#### [Task to carry out]
Locate the line containing "Target: closet door" in the material below; repeat it and every line after it, exactly as written.

#### [Exercise materials]
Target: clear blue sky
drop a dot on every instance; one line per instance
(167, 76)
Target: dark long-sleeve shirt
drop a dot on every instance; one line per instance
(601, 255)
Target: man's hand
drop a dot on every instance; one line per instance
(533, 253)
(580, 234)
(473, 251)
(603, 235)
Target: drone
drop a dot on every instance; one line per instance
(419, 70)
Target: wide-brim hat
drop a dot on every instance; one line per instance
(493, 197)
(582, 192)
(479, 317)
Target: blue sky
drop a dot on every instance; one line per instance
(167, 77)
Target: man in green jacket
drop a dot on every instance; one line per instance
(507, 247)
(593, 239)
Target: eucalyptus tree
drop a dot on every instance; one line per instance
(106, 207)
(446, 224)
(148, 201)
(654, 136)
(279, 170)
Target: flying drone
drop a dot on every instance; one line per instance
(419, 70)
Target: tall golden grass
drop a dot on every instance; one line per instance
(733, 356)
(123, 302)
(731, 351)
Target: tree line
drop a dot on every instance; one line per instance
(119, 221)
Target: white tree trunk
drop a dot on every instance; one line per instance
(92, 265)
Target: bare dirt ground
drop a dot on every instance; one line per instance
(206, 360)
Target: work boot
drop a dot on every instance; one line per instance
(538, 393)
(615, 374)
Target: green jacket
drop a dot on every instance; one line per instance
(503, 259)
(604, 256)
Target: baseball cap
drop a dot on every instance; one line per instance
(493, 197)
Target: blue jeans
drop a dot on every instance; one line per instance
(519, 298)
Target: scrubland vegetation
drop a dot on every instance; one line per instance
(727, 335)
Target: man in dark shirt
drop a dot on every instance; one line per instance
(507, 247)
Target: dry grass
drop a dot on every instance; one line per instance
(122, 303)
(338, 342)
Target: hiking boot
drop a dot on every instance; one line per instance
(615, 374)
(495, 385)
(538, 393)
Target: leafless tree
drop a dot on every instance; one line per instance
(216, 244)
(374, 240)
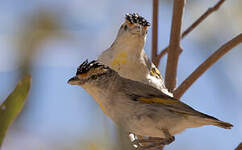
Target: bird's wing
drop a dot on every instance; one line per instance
(152, 68)
(144, 93)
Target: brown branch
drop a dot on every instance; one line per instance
(194, 25)
(206, 65)
(174, 45)
(202, 18)
(155, 31)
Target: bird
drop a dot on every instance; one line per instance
(126, 55)
(138, 107)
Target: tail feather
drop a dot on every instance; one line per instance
(214, 121)
(224, 125)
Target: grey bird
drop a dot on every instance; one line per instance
(137, 107)
(127, 56)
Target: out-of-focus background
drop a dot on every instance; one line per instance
(49, 39)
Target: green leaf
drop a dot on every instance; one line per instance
(13, 105)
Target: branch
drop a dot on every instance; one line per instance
(174, 45)
(207, 64)
(194, 25)
(202, 18)
(239, 147)
(155, 31)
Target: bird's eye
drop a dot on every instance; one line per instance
(125, 27)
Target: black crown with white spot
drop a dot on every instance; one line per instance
(136, 18)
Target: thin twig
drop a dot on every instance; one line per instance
(193, 26)
(174, 45)
(155, 31)
(207, 64)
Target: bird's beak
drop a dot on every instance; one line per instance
(74, 81)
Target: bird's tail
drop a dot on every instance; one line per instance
(214, 121)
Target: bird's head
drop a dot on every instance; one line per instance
(89, 72)
(134, 26)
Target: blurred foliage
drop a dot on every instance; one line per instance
(38, 29)
(13, 105)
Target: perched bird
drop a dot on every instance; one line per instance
(137, 107)
(127, 56)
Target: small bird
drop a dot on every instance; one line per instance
(137, 107)
(127, 56)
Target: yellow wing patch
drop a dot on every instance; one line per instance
(121, 58)
(157, 100)
(155, 72)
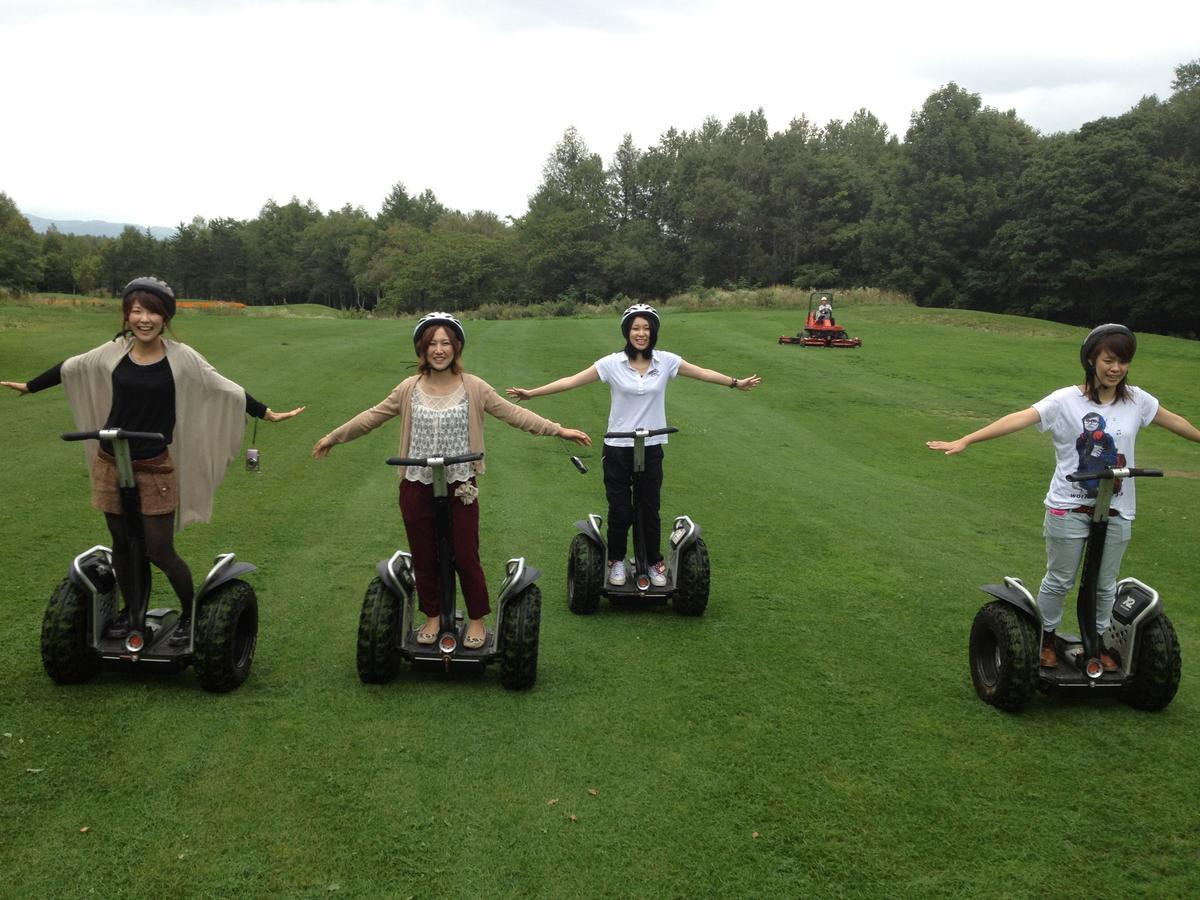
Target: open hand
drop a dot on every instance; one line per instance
(273, 417)
(579, 437)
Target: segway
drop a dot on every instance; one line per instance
(1006, 636)
(387, 628)
(688, 576)
(82, 631)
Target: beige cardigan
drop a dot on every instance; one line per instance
(481, 397)
(210, 418)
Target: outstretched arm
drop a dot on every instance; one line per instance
(713, 377)
(563, 384)
(1176, 424)
(999, 429)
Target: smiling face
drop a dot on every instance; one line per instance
(640, 334)
(145, 324)
(1110, 370)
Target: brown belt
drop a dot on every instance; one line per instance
(155, 465)
(1091, 510)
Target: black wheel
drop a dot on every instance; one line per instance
(65, 652)
(691, 581)
(226, 636)
(1156, 671)
(585, 576)
(379, 636)
(1005, 651)
(519, 640)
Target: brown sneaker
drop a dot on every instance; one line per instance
(1049, 658)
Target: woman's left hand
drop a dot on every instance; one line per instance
(273, 417)
(579, 437)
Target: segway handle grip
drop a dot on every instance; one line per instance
(421, 462)
(1114, 473)
(113, 435)
(649, 433)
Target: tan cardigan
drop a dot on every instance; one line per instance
(210, 417)
(481, 397)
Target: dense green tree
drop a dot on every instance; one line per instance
(21, 258)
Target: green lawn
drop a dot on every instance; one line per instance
(815, 733)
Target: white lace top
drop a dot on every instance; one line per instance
(439, 429)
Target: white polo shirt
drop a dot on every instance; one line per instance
(639, 401)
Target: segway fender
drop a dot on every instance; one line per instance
(397, 573)
(591, 528)
(1014, 593)
(517, 577)
(223, 570)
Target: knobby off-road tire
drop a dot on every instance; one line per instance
(379, 636)
(519, 640)
(226, 636)
(585, 576)
(691, 581)
(1156, 672)
(65, 652)
(1005, 648)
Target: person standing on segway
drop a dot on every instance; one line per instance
(442, 411)
(637, 379)
(143, 382)
(1103, 415)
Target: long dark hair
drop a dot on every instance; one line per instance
(423, 346)
(631, 352)
(151, 303)
(1122, 347)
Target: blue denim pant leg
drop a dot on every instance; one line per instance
(1066, 537)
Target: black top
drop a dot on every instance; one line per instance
(143, 400)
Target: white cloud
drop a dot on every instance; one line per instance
(156, 111)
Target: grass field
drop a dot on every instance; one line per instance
(815, 733)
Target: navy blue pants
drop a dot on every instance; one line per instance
(619, 484)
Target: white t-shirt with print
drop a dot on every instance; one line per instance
(1110, 430)
(639, 401)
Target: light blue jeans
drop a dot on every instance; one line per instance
(1066, 534)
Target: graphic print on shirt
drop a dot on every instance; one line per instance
(1097, 451)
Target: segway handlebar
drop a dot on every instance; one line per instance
(113, 435)
(433, 460)
(649, 433)
(1114, 473)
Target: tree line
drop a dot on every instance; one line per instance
(972, 209)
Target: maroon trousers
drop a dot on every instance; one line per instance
(417, 508)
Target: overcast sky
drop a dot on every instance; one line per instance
(153, 112)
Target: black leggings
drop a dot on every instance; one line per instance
(160, 532)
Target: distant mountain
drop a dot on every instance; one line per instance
(101, 229)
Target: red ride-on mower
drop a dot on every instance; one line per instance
(820, 328)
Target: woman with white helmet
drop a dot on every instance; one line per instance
(637, 378)
(142, 381)
(442, 414)
(1093, 425)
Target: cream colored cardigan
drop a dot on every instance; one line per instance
(481, 397)
(210, 418)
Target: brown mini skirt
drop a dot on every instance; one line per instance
(156, 480)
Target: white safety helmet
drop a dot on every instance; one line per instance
(643, 310)
(439, 318)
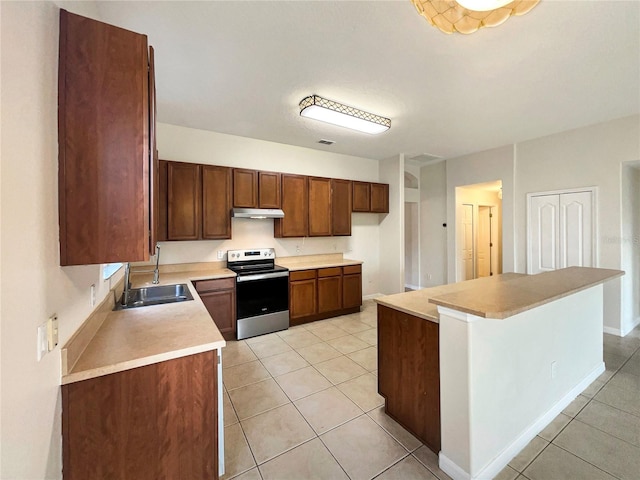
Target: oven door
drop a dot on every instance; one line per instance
(262, 294)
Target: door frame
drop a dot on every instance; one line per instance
(595, 252)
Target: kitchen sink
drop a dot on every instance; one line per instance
(156, 295)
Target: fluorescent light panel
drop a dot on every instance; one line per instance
(328, 111)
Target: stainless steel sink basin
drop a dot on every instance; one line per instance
(156, 295)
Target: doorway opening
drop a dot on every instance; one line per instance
(478, 230)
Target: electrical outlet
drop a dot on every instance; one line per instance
(52, 332)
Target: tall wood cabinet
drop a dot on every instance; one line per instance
(150, 422)
(194, 201)
(105, 125)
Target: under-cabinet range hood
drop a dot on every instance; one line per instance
(257, 213)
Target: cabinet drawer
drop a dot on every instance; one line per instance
(352, 269)
(215, 284)
(330, 272)
(302, 275)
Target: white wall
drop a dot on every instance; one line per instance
(33, 285)
(198, 146)
(433, 214)
(590, 156)
(391, 273)
(488, 166)
(630, 246)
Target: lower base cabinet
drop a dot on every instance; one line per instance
(409, 373)
(316, 294)
(147, 423)
(219, 296)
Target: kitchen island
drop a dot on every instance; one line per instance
(478, 368)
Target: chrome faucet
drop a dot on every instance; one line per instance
(127, 284)
(156, 271)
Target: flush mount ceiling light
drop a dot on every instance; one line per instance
(467, 16)
(336, 113)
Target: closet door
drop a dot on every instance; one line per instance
(543, 233)
(576, 230)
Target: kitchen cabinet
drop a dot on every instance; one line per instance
(329, 289)
(319, 207)
(295, 204)
(303, 300)
(216, 202)
(183, 200)
(245, 188)
(150, 422)
(409, 373)
(352, 286)
(370, 197)
(106, 121)
(219, 296)
(269, 190)
(194, 201)
(316, 294)
(379, 198)
(340, 207)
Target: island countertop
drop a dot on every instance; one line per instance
(500, 296)
(502, 300)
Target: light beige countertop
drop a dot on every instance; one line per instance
(309, 262)
(114, 341)
(417, 303)
(500, 296)
(501, 300)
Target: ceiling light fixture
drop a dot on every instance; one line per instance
(336, 113)
(467, 16)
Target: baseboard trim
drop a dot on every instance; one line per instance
(502, 460)
(612, 331)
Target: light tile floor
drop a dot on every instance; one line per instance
(303, 404)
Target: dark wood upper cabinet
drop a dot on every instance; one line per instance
(340, 207)
(269, 190)
(319, 207)
(216, 202)
(245, 188)
(184, 201)
(361, 195)
(295, 204)
(380, 198)
(103, 137)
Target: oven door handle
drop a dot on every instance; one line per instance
(250, 278)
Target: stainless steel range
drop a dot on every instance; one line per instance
(262, 292)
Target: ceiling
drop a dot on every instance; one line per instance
(242, 67)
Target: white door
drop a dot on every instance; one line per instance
(560, 231)
(468, 241)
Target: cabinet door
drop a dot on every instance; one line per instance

#### [Finished exercise]
Target: closet door
drop a dot on every instance; one line per instance
(543, 233)
(576, 230)
Target: kitchen cabinet
drop a dot on every instance; one line per instance
(329, 289)
(319, 207)
(295, 204)
(303, 300)
(216, 202)
(183, 200)
(245, 188)
(150, 422)
(409, 373)
(352, 286)
(370, 197)
(106, 121)
(219, 296)
(269, 190)
(194, 201)
(316, 294)
(379, 198)
(340, 207)
Target: island countertop
drop a dot on every instance; one line per instance
(500, 296)
(502, 300)
Target: light beige countertop
drop a dot on every instance; one line per instance
(309, 262)
(114, 341)
(417, 303)
(500, 296)
(501, 300)
Target: ceiling light fixture
drop a dot on every instance; one line per instance
(336, 113)
(467, 16)
Target: baseboard trim
drop a dot on every instance; one line per instance
(502, 460)
(612, 331)
Target: light tile floor
drop a dot on every instance; one line per instance
(303, 404)
Target: dark wood upper cabinet
drop a dot on every instance; one line per instance
(340, 207)
(269, 190)
(319, 207)
(216, 202)
(245, 188)
(184, 201)
(361, 195)
(295, 204)
(380, 198)
(103, 137)
Target: oven door handle
drop a dot on every instance; one line per instance
(250, 278)
Target: stainless steel range
drop a dot on every instance; one line per instance
(262, 292)
Target: ceiling
drop a dot on every instance; one line per instance
(242, 67)
Target: white door
drop a dot on every instance; one line per instance
(560, 231)
(468, 241)
Target: cabinet door
drop a dot on every instance; one line per instance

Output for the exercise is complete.